== TASK OBJECTIVE ==
Your task is to transcribe all the entries exactly, excluding pictures.

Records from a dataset
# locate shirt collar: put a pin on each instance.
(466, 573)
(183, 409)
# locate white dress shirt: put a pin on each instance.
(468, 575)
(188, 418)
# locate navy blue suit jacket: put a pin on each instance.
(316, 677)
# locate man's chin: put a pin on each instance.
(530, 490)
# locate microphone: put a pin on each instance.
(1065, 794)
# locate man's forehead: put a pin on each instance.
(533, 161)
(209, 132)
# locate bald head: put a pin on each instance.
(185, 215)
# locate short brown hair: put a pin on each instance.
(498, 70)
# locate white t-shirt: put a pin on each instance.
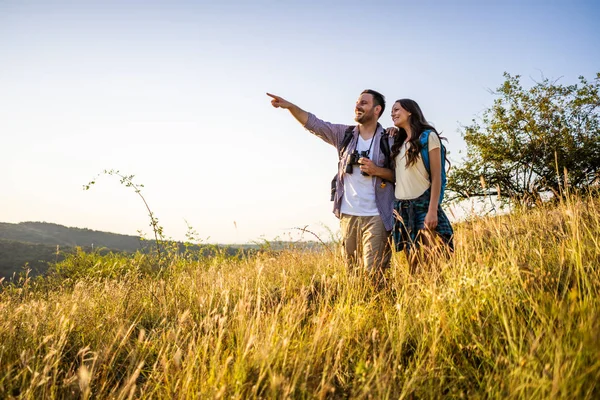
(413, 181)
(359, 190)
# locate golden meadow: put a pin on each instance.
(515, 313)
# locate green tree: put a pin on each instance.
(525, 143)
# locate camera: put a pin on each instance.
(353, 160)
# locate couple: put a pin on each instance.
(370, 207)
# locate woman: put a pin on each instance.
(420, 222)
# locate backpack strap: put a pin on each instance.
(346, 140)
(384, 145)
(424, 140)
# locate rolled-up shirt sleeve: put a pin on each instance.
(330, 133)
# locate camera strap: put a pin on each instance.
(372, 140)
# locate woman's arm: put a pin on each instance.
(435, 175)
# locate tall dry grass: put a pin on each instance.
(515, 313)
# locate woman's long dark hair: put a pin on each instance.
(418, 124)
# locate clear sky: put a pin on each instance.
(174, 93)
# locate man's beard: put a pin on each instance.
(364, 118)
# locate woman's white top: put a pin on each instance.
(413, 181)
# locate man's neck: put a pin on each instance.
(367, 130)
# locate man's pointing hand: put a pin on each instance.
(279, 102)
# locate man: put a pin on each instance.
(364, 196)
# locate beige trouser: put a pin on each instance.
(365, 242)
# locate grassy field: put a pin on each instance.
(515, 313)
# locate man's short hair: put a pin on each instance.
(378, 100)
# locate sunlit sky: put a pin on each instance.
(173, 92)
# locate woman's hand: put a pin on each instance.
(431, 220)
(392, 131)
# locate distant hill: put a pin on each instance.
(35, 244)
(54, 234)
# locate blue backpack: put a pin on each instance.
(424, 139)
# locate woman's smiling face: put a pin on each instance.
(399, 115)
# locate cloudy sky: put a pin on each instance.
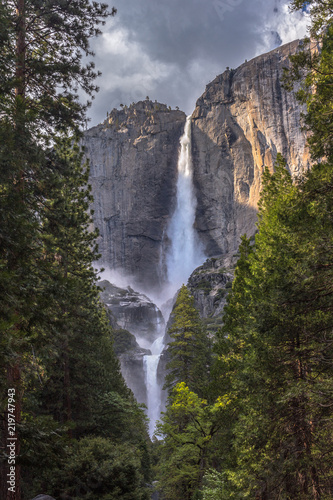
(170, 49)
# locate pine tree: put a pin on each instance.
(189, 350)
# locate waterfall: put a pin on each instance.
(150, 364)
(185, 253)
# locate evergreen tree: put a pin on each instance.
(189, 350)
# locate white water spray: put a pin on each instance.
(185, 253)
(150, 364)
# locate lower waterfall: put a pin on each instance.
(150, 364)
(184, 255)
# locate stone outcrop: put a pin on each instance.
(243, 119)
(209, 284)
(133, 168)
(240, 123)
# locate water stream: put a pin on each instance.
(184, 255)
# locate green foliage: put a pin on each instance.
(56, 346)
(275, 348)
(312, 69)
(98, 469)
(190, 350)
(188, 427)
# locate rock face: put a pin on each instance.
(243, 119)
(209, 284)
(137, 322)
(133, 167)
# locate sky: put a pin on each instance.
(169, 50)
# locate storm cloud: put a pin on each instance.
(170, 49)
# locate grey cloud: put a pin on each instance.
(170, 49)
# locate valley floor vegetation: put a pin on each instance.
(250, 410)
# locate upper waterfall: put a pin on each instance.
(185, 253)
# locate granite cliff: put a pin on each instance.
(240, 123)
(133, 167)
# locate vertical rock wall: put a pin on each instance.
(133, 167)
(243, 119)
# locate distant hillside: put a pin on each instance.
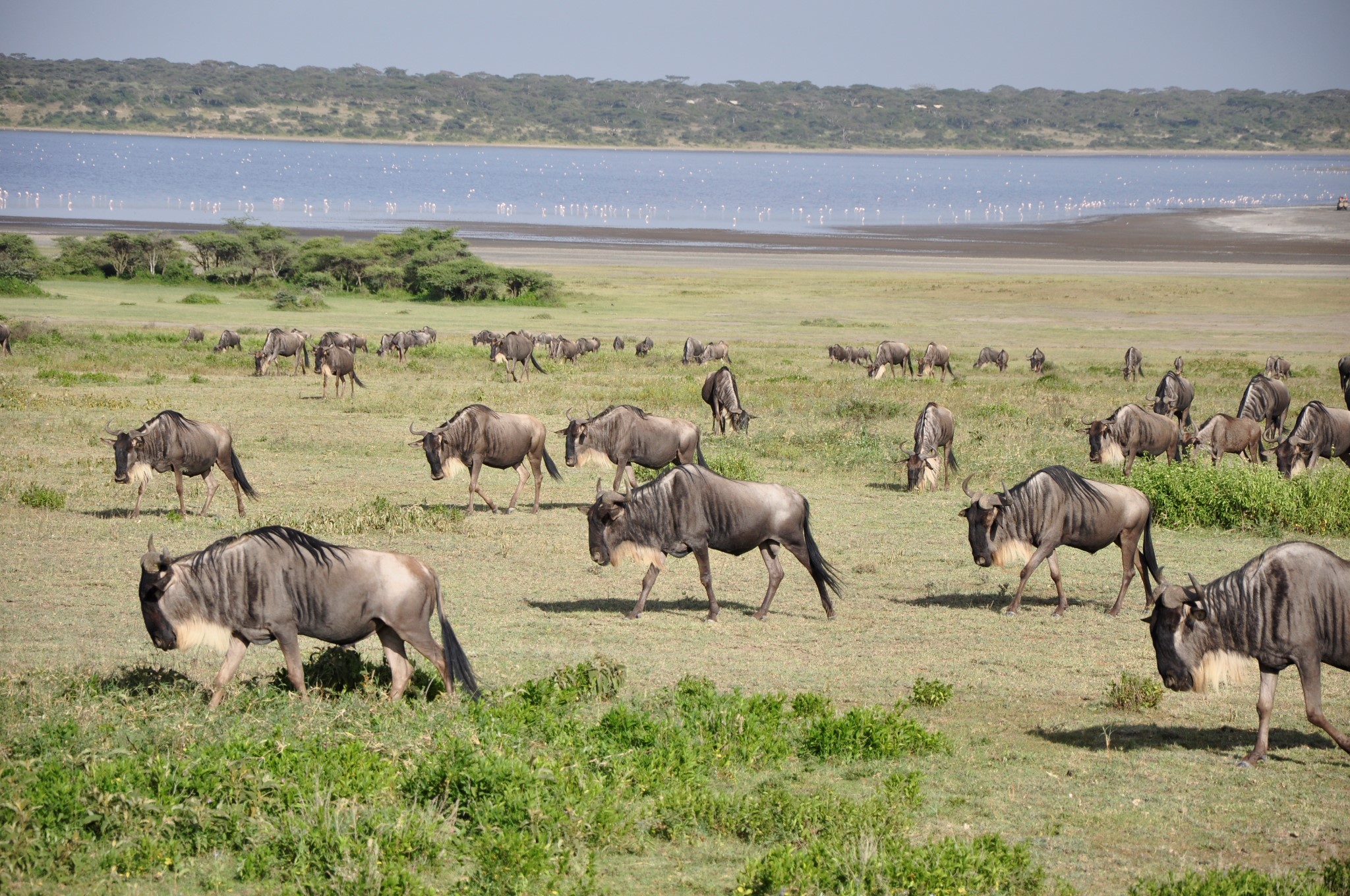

== YOUR SOLUTION ==
# locate shirt collar: put a pin on each instance.
(466, 573)
(183, 409)
# locate white dress shirt: put a pin on each instance.
(468, 575)
(188, 418)
# locate navy blue suit jacket: put a pin on each instance.
(316, 677)
# locate man's chin: put a pin on each instance.
(530, 490)
# locate microphone: put a pin on each instance.
(1065, 794)
# locate man's forehead: put a pin on each instance.
(533, 161)
(209, 132)
# locate bald head: put a pin on each instance.
(185, 215)
# locate short brown hair: put a pin on each instance.
(498, 70)
# locate white t-shirt: put a pin on each instance.
(413, 181)
(359, 190)
# locate golden meadow: put a pin on each instance.
(515, 313)
# locate green tree: put a pin on each instance.
(525, 143)
# locate camera: put a pin on each instance.
(353, 160)
# locate couple: put a pin on each instance.
(370, 207)
# locate woman: put a pin on each instance.
(420, 222)
# locate backpack strap: put a pin on each instance.
(346, 140)
(384, 145)
(424, 140)
# locate rolled-up shirt sleeve: put a pin on each instance.
(330, 133)
# locate camera strap: put a pin on each instance.
(372, 140)
# locate woman's arm: put a pin on each instance.
(435, 175)
# locate tall dry grass: put a pin on each instance.
(515, 313)
# locate woman's long dark hair: put a pin on each instance.
(418, 124)
# locate clear sky: put a pin on each instance.
(174, 93)
# locate man's beard: put a pin on each instance.
(364, 118)
# locate woman's white top: put a pin on each instance.
(413, 181)
# locate man's neck: put a pin on each instance.
(367, 130)
# locate man's pointing hand: put a pin on each instance.
(279, 102)
# locate man: put a pin on each instance.
(364, 196)
# locate beige trouser: put a pin on each instance.
(365, 242)
# locate grassy field: put a pin on each instance.
(515, 313)
# locate man's short hair: put a pin on each instance.
(378, 100)
# locate sunlit sky: put a pin on each instance.
(173, 92)
# locate woman's hand: put a pin on each instance.
(431, 220)
(392, 131)
# locate distant hill: put a pin on each instance.
(35, 244)
(54, 234)
# locate blue backpack: put a pin on each instance.
(424, 139)
# locate woman's smiling face: put a pin on each instance.
(399, 115)
# locate cloudy sky: put a pin on each instance.
(170, 49)
# locate pine tree: put a pin on each instance.
(189, 350)
# locate waterfall: put a pin on each instance.
(150, 364)
(185, 253)
# locate evergreen tree: put a pin on each instance.
(189, 350)
# locate white water spray: put a pin on each instance.
(185, 253)
(150, 364)
# locate lower waterfall: put a pin on each instance.
(150, 364)
(184, 255)
# locate stone outcrop: put a pin on each instance.
(243, 119)
(209, 284)
(133, 168)
(240, 123)
# locate water stream: put a pin on each instance.
(184, 255)
# locate green foliage: put a pin on each instance.
(56, 346)
(275, 348)
(312, 69)
(98, 469)
(190, 350)
(188, 427)
# locate rock face: put a pin on each instance.
(243, 119)
(209, 284)
(137, 322)
(133, 167)
# locate sky: put a pin on each instance.
(169, 50)
# locate storm cloud: put a pin on each instance.
(170, 49)
# locate grey cloud: put a pin on each instance.
(170, 49)
# locate valley floor vegetation: put a pin on each instance.
(250, 410)
# locate upper waterfall: put a pin on each instance.
(185, 253)
# locate granite cliff: put a pin on each instance.
(240, 123)
(133, 167)
# locate vertical rock wall: put a pin on each instance.
(133, 167)
(243, 119)
# locate distant hillside: put a pin on each instance.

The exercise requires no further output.